*WHAT IS NEEDED:*
Resume the soil classification notebook excerpt after its last line and carry its code forward.

*TEXT PASSAGE:*
::::::::::

Generate predictions for the test set.

In [None]:
# Generate predictions for test set
print(f"Generating predictions for {len(test_df)} test images...")
test_images = [DATA_DIR / "test" / img_id if DATA_DIR.exists() else Path("/kaggle/input/soil-classification/soil_classification-2025/test")/img_id 
              for img_id in test_df.image_id]

# Use batch prediction if available, otherwise predict one by one
if 'batch_predict' in globals():
    predictions = batch_predict(test_images, model, preprocess, clf, text_embeddings, CLASSES, device=DEVICE, batch_size=BATCH_SIZE)
else:
    predictions = [predict_image(img_path) for img_path in test_images]

print(f"Predictions complete for {len(predictions)} images")

## 11. Create Submission

Create a submission file with the predictions.

In [None]:
# Create submission file
output_file = "submission.csv"

# Use utility function if available, otherwise use inline code
if 'create_submission' in globals():
    submission_path = create_submission(test_df, predictions, output_file)

::::::::::

*LISTED ENTRIES:*
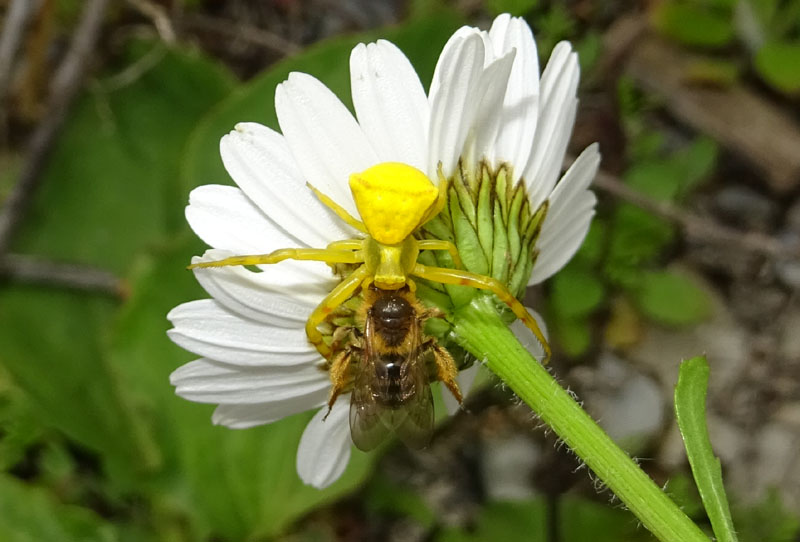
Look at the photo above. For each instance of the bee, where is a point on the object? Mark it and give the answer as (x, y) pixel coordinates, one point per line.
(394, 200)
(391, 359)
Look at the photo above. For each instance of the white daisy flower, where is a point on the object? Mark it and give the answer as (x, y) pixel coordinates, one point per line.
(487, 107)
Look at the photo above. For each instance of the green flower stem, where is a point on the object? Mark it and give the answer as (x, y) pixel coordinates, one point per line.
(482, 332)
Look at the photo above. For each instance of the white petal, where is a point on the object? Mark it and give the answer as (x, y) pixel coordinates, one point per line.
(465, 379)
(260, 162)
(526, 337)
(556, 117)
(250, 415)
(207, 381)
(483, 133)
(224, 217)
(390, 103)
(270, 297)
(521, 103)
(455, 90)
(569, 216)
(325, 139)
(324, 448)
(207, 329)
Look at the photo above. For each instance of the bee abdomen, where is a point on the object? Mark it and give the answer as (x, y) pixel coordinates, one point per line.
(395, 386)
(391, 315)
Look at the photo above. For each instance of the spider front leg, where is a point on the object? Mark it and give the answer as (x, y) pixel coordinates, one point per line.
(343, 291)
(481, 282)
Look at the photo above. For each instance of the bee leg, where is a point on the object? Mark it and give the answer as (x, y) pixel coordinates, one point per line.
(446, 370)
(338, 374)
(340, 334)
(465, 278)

::::::::::

*OUTPUT OF THE EXERCISE:*
else:
    test_df["soil_type"] = predictions
    test_df.to_csv(output_file, index=False)
    submission_path = output_file
    
    # Print prediction distribution
    print(f"Prediction distribution:\n{test_df['soil_type'].value_counts()}")

print(f"\nSubmission file created at: {submission_path}")
display(test_df.head(10))

## 12. Conclusion

Summarize the inference process and results.

In [None]:
print("Inference Summary:")
print(f"- Model: {MODEL_NAME} with {PRETRAINED} weights")
print(f"- Hybrid approach: 70% Logistic Regression, 30% Zero-Shot Classification")
print(f"- Test samples: {len(test_df)}")
print(f"- Validation accuracy: {val_accuracy:.2%}")
print(f"- Classes: {CLASSES}")
print(f"- Submission file: {submission_path}")